_WHAT IS NEEDED_
In the entries below, copy out word for word the part that opens with the line containing "Return the mask of every instance of the boulder" and closes with the line containing "55L79 81L166 80L132", including both of those lines.

Entries from a collection:
▶
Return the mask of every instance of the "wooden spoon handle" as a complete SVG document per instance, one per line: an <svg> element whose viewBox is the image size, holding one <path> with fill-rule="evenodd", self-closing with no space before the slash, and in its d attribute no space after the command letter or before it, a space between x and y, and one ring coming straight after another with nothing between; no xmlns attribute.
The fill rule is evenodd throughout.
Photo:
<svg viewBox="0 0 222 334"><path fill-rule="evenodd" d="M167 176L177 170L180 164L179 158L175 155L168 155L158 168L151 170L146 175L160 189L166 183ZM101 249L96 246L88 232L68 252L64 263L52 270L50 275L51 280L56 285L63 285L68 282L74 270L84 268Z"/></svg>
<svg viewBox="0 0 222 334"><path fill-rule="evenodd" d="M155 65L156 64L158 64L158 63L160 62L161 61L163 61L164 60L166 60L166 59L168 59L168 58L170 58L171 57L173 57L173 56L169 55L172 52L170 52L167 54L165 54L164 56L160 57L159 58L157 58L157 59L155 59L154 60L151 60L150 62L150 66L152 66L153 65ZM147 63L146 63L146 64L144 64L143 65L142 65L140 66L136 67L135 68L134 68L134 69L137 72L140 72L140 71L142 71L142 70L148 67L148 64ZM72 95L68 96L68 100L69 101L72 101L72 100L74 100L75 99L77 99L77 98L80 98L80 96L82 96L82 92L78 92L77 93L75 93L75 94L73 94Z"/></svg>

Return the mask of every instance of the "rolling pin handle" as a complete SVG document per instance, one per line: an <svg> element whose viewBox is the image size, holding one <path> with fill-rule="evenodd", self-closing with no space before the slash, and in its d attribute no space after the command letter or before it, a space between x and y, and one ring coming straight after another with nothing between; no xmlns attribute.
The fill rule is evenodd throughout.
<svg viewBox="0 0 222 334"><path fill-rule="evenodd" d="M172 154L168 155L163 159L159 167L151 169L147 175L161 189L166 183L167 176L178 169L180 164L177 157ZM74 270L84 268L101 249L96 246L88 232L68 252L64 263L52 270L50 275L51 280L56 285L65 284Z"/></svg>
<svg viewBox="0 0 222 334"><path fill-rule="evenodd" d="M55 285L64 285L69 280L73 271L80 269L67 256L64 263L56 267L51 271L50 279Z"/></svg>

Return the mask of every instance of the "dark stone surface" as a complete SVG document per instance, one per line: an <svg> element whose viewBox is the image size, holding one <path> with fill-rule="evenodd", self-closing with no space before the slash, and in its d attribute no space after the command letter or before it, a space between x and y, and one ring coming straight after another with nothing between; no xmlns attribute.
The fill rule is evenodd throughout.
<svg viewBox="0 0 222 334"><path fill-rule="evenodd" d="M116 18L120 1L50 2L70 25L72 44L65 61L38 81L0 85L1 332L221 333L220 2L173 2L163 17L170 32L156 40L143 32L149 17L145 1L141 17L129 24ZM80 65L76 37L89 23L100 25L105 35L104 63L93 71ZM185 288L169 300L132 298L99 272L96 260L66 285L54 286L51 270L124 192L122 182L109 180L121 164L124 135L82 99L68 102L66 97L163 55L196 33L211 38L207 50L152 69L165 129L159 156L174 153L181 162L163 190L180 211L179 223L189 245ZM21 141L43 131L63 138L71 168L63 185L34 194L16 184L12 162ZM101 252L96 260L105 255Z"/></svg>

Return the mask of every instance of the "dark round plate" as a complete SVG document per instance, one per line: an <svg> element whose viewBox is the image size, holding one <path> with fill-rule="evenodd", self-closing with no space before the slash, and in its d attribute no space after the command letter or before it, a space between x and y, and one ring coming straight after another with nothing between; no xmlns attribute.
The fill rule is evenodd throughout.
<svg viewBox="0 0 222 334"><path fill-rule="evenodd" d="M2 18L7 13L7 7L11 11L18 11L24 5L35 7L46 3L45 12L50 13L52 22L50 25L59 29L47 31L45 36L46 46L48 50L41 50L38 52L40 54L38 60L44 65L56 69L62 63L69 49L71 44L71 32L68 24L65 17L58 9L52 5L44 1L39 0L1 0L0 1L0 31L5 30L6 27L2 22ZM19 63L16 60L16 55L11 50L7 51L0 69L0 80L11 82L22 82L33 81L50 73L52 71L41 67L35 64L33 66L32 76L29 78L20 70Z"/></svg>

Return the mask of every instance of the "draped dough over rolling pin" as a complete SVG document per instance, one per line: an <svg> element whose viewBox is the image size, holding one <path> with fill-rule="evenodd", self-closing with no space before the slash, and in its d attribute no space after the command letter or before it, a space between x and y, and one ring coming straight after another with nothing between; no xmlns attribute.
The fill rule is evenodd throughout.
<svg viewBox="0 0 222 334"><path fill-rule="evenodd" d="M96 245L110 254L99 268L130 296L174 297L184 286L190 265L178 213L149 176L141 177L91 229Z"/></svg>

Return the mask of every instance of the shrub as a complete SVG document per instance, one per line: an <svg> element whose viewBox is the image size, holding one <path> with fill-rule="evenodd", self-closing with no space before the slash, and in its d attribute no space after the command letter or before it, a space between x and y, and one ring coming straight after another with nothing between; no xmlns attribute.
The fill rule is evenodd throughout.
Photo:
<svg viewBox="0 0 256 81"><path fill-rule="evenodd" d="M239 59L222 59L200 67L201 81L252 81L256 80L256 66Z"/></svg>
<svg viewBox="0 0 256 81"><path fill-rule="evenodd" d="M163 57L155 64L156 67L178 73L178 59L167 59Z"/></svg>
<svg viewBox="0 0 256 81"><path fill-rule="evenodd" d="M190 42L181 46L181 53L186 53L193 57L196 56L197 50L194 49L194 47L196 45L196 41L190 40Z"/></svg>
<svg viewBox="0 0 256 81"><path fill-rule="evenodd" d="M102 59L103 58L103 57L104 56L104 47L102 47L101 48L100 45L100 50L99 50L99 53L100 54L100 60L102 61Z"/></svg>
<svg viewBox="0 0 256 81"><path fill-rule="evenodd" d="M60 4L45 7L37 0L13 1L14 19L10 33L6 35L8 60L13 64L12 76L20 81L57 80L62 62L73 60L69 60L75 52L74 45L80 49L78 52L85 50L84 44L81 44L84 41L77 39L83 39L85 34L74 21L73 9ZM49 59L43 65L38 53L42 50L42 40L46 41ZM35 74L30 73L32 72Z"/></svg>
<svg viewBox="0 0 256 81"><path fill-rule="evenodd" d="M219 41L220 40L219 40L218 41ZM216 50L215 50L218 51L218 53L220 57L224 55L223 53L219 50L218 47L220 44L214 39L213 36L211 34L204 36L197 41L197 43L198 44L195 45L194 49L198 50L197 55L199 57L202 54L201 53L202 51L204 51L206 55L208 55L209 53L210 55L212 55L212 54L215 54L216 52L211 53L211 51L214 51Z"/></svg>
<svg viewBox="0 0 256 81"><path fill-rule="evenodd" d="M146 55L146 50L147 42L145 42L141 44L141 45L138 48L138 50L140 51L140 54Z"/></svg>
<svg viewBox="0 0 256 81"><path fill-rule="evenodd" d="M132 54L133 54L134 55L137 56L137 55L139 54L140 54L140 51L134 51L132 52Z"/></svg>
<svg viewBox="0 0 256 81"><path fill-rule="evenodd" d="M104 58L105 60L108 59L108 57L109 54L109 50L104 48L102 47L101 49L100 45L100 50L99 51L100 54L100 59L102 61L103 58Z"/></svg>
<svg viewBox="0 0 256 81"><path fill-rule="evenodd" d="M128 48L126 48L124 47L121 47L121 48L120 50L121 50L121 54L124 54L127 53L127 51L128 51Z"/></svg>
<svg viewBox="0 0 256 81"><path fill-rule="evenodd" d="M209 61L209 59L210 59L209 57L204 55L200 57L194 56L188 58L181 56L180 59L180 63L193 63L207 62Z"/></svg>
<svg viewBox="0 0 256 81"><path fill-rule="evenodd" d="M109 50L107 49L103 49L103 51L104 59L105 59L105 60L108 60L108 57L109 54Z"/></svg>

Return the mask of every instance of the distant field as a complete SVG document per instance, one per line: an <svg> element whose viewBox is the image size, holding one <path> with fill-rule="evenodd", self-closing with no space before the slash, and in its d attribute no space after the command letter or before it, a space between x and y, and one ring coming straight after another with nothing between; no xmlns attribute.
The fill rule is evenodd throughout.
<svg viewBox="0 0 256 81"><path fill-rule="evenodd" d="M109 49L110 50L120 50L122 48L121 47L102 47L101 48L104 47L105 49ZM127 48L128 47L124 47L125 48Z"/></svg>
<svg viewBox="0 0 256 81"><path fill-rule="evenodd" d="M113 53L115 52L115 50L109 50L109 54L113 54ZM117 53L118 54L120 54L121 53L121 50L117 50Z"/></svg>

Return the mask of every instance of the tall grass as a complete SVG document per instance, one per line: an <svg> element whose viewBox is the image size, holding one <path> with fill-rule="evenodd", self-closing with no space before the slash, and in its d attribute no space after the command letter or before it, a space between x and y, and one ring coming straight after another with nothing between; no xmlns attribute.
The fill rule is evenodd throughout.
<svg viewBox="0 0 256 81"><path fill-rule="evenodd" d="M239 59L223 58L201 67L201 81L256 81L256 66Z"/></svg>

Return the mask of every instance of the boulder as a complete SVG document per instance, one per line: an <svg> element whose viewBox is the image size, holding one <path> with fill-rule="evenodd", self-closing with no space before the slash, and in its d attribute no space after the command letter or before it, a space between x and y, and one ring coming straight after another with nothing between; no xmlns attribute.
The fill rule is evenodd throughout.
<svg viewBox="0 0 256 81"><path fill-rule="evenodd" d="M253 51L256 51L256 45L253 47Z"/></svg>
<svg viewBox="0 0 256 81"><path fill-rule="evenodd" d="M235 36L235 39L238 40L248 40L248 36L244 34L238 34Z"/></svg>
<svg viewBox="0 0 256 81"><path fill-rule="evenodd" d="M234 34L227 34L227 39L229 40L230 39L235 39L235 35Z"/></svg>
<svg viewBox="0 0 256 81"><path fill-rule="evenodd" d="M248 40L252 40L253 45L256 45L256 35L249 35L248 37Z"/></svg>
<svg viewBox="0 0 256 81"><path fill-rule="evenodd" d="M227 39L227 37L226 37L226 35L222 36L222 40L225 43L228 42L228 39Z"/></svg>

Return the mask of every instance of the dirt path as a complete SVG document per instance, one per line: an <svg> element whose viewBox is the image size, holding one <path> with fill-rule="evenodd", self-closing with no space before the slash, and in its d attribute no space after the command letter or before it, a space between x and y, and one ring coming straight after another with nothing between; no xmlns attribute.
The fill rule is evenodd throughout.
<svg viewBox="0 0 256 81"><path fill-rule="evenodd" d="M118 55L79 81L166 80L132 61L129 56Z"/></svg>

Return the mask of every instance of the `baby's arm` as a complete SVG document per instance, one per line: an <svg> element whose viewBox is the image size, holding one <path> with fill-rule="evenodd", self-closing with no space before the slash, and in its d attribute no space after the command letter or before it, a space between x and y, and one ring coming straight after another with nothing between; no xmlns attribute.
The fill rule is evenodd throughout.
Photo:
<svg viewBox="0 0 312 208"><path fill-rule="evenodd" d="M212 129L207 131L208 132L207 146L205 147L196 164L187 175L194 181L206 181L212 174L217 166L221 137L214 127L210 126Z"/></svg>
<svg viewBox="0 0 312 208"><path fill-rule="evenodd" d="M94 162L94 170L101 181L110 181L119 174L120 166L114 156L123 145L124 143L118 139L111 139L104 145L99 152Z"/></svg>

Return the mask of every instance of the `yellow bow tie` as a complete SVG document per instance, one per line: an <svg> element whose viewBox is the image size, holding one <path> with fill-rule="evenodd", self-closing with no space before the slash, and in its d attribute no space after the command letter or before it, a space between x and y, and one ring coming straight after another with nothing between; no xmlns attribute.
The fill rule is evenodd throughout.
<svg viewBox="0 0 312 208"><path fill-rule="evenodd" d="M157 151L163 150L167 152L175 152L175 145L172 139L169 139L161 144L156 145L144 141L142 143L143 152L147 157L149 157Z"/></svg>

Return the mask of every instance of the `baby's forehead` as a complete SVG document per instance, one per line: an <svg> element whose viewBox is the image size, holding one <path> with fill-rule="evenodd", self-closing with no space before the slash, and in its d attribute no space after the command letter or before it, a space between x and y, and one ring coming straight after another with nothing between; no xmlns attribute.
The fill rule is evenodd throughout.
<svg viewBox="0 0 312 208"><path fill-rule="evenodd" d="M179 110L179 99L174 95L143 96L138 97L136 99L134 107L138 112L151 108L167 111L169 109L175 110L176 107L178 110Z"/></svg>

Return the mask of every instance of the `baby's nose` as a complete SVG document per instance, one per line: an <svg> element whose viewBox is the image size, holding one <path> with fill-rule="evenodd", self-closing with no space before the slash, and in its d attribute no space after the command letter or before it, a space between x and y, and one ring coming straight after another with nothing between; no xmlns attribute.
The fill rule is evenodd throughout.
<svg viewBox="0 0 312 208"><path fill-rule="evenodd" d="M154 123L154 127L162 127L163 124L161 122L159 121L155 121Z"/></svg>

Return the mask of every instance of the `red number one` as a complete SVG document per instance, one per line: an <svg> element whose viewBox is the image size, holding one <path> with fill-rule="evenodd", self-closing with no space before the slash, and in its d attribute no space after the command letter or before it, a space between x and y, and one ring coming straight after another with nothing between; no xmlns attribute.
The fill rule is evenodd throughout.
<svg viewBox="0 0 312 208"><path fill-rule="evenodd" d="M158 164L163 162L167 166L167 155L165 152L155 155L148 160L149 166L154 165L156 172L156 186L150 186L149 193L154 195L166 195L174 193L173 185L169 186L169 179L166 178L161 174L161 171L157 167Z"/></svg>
◀
_THE SOLUTION_
Return the mask of every instance of the boulder as a complete SVG document per instance, one per line: an <svg> element whose viewBox is the image size, holding one <path> with fill-rule="evenodd", self-closing with no space before the slash, and in its d attribute no space after the command letter or before it, a space between x and y, and one ring coming straight after another with nothing between; no xmlns attribute.
The fill rule is evenodd throughout.
<svg viewBox="0 0 256 81"><path fill-rule="evenodd" d="M253 51L256 51L256 45L253 47Z"/></svg>
<svg viewBox="0 0 256 81"><path fill-rule="evenodd" d="M235 36L235 39L238 40L248 40L248 36L244 34L238 34Z"/></svg>
<svg viewBox="0 0 256 81"><path fill-rule="evenodd" d="M234 34L227 34L227 39L229 40L230 39L235 39L235 35Z"/></svg>
<svg viewBox="0 0 256 81"><path fill-rule="evenodd" d="M248 40L252 40L253 45L256 45L256 35L249 35L248 37Z"/></svg>
<svg viewBox="0 0 256 81"><path fill-rule="evenodd" d="M227 39L227 37L226 37L226 35L222 36L222 40L225 43L228 42L228 39Z"/></svg>

Return the mask of every instance of the dirt path as a complete SVG document per instance, one per line: an <svg> element whose viewBox is the image size, holding one <path> with fill-rule="evenodd", self-closing with no space before the slash, and in its d attribute no space after the command letter or before it, a space between x and y, and one ring coming straight after another with nothing between; no xmlns attribute.
The fill rule is evenodd throughout.
<svg viewBox="0 0 256 81"><path fill-rule="evenodd" d="M118 55L79 81L166 80L132 61L129 56Z"/></svg>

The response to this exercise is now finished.